TEXT FOR ANALYSIS.

☆ ☆ ☆

Bishop, don’t preach
It is traditional for Anglican bishops to preach in their cathedrals this evening. There will be a temptation for some of them this year to place their own interpretations upon the Covid-19 pandemic, to look for meanings and messages and to discern some outworking of a divine purpose in the suffering and death of the past year.
Perhaps people who become bishops are the sort of people who will always be inclined to impose their own frame upon history, who will always believe their explanation of events to be the one that is closest to the truth. But to attempt to place Covid-19 in a theological context would be to misunderstand both the pandemic itself and the Christian theology they purport to expound.
Covid-19 is not amenable to explanation, it is random and purposeless. Viruses do not have meaning, they just are. They are a vivid demonstration of how natural selection operates. The B.1.1.7 mutation becomes dominant because it is more transmissible. In the natural world, that which survives is that which adapts to its environment, that which is fittest to survive.
To attribute meaning to the virus would be an act of extraordinary insensitivity when the deaths have been predominantly among the weak and the vulnerable and those with compromised immunity. To try to make a point that rests upon the deaths of tens of thousands of people would be as crass as the preachers a century ago who tried to use the tragedy of the Titanic to make points in their misanthropic sermons.
The virus is meaningless, random, arbitrary. To suggest that it could make a theological statement would be to posit a cruel and arbitrary deity. It would suggest a God unidentifiable in Jesus of Nazareth.

☆ ☆ ☆

DATA UNDER STUDY.
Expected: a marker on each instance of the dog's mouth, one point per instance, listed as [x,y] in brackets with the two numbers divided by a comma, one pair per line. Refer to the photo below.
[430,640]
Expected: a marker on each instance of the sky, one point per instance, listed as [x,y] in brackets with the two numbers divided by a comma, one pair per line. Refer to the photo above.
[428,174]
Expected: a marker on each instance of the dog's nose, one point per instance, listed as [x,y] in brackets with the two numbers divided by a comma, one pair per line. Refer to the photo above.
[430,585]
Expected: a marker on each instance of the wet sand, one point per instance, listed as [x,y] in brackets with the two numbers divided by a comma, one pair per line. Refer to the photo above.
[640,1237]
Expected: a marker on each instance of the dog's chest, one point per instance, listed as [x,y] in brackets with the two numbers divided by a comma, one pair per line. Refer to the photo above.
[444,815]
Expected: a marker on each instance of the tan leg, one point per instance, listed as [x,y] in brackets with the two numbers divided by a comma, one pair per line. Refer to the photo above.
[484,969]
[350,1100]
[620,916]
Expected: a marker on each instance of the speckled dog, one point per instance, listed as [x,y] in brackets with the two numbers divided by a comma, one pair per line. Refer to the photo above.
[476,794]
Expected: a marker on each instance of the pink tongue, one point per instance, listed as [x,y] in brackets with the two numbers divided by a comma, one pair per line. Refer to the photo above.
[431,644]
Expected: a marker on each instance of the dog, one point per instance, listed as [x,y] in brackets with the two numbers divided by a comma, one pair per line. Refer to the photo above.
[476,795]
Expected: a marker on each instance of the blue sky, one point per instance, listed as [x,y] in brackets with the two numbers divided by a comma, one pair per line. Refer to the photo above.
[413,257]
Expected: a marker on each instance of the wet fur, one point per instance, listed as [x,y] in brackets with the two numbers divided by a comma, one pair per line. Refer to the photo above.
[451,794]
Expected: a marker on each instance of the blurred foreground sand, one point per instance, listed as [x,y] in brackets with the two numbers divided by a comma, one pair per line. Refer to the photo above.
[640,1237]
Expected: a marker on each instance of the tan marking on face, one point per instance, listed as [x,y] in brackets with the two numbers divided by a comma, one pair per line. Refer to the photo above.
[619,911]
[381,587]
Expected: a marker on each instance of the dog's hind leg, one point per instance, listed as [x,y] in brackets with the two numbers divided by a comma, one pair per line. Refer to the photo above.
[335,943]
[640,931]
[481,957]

☆ ☆ ☆

DIRECTIONS FOR THIS TASK. Return the full text about bishops preaching on the pandemic, from its title to its last line, unchanged.

YOUR SOLUTION.
Bishop, don’t preach
It is traditional for Anglican bishops to preach in their cathedrals this evening. There will be a temptation for some of them this year to place their own interpretations upon the Covid-19 pandemic, to look for meanings and messages and to discern some outworking of a divine purpose in the suffering and death of the past year.
Perhaps people who become bishops are the sort of people who will always be inclined to impose their own frame upon history, who will always believe their explanation of events to be the one that is closest to the truth. But to attempt to place Covid-19 in a theological context would be to misunderstand both the pandemic itself and the Christian theology they purport to expound.
Covid-19 is not amenable to explanation, it is random and purposeless. Viruses do not have meaning, they just are. They are a vivid demonstration of how natural selection operates. The B.1.1.7 mutation becomes dominant because it is more transmissible. In the natural world, that which survives is that which adapts to its environment, that which is fittest to survive.
To attribute meaning to the virus would be an act of extraordinary insensitivity when the deaths have been predominantly among the weak and the vulnerable and those with compromised immunity. To try to make a point that rests upon the deaths of tens of thousands of people would be as crass as the preachers a century ago who tried to use the tragedy of the Titanic to make points in their misanthropic sermons.
The virus is meaningless, random, arbitrary. To suggest that it could make a theological statement would be to posit a cruel and arbitrary deity. It would suggest a God unidentifiable in Jesus of Nazareth.